#### Relación de tareas
(1) Reproduzca literalmente el pasaje del texto sobre La emperatriz de Tánger que comienza en "El poeta Víctor" y termina en "Librairie des Colonnes.".
(2) Según el texto sobre La emperatriz de Tánger, ¿en qué librería transcurre la trama del fragmento que se incluye?
(3) Prosiga el fragmento de la novela La emperatriz de Tánger a partir de su última oración.

**** Sección del texto ****

El poeta Víctor M. Pérez ha escrito sobre mi última novela La emperatriz de Tánger (Ediciones del Genal – Málaga, 2015) lo siguiente:
Sin duda, La emperatriz de Tánger es uno de los momentos más brillantes en la narrativa de un escritor que se afianza en el panorama nacional. La sutileza, el exotismo, el dinamismo narrativo nos mantiene literalmente “pegados” a la historia. La habilidad de Sergio Barce es introducirnos e involucrarnos en las escenas que se convierten en imágenes reales en nuestra imaginación, sin duda, como decía Stevenson, cuando es el ojo de la mente el que lee, lo que vemos al leer queda grabado de forma indeleble en nuestra memoria. Esperamos la próxima historia de este novelista que es ya tan nuestro.
Para quienes aún no la hayan leído, les traigo un pequeño fragmento, ese en el que la trama transcurre en la Librairie des Colonnes.
(…) En su gran día, firmó ejemplares de la novela con dedicatorias similares, sin la menor originalidad. Había mucho público gracias a Isabelle Gerofi que había puesto la carne en el asador para que el libro circulase unos días antes. Ella misma, y su hermana Yvonne, no habían dudado en recomendarlo a sus fieles. Emilio Sanz de Soto hizo lo propio con su breve pero ardiente exposición. Pero le impresionaron aún más el optimismo que le demostraba Ángel Vázquez, un devorador de novelas que trabajaba como vendedor para la librería, y el fervor de una chiquilla, una estudiante que acompañaba a Emilio. Se llamaba Miriam Benasuly. Tenía unos ojos hambrientos, esa clase de mirada que se queda flotando en el aire unos segundos interminables tras entornar los párpados, esa clase de mirada que provoca el caos y que desestabiliza la ética. Hasta ese instante, había permanecido en un segundo plano, junto a Emilio Sanz, amigo íntimo de su padre al que había prometido llevarla a esa presentación.

**** Material extraído ****

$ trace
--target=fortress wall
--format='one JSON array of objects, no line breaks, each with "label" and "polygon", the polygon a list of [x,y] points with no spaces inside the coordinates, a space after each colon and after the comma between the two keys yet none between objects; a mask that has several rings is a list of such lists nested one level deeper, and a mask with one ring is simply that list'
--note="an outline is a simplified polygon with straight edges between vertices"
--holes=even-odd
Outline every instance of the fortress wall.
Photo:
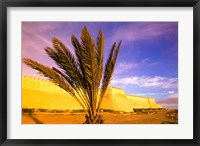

****

#### Respuestas ordenadas
(1)
El poeta Víctor M. Pérez ha escrito sobre mi última novela La emperatriz de Tánger (Ediciones del Genal – Málaga, 2015) lo siguiente:
Sin duda, La emperatriz de Tánger es uno de los momentos más brillantes en la narrativa de un escritor que se afianza en el panorama nacional. La sutileza, el exotismo, el dinamismo narrativo nos mantiene literalmente “pegados” a la historia. La habilidad de Sergio Barce es introducirnos e involucrarnos en las escenas que se convierten en imágenes reales en nuestra imaginación, sin duda, como decía Stevenson, cuando es el ojo de la mente el que lee, lo que vemos al leer queda grabado de forma indeleble en nuestra memoria. Esperamos la próxima historia de este novelista que es ya tan nuestro.
Para quienes aún no la hayan leído, les traigo un pequeño fragmento, ese en el que la trama transcurre en la Librairie des Colonnes.

(2) En la Librairie des Colonnes.

(3)
La chica se le había acercado empujada por la admiración que sentía hacia él, pero también cohibida ante la idea de que, siendo tan joven, la ignorara. Se equivocó. Sintió de inmediato cómo Augusto Cobos le retenía su mano entre las suyas unos segundos más de lo que habría considerado como normal, con esa mirada con la que la taladró hasta el alma. Sorprendida, sólo pudo confesarle que estaba fascinada, que había terminado de leerla esa noche y que se moría por volver a hacerlo por segunda vez, y él supo, de inmediato, que no sólo le hablaba del libro. Notó fluir la sangre por las sienes, alterada y densa. Tenía delante a una niña y no sentía ninguna vergüenza por el inconfesable deseo que estaba experimentando. Tenía delante a una niña que era capaz de nublar al resto del mundo. Tenía delante a una niña y en realidad sólo veía a la mujer que iba a ser. No podía permitir que se le escapara el candor de su mirada, y decidió ser su guía, su maestro, su primer amante.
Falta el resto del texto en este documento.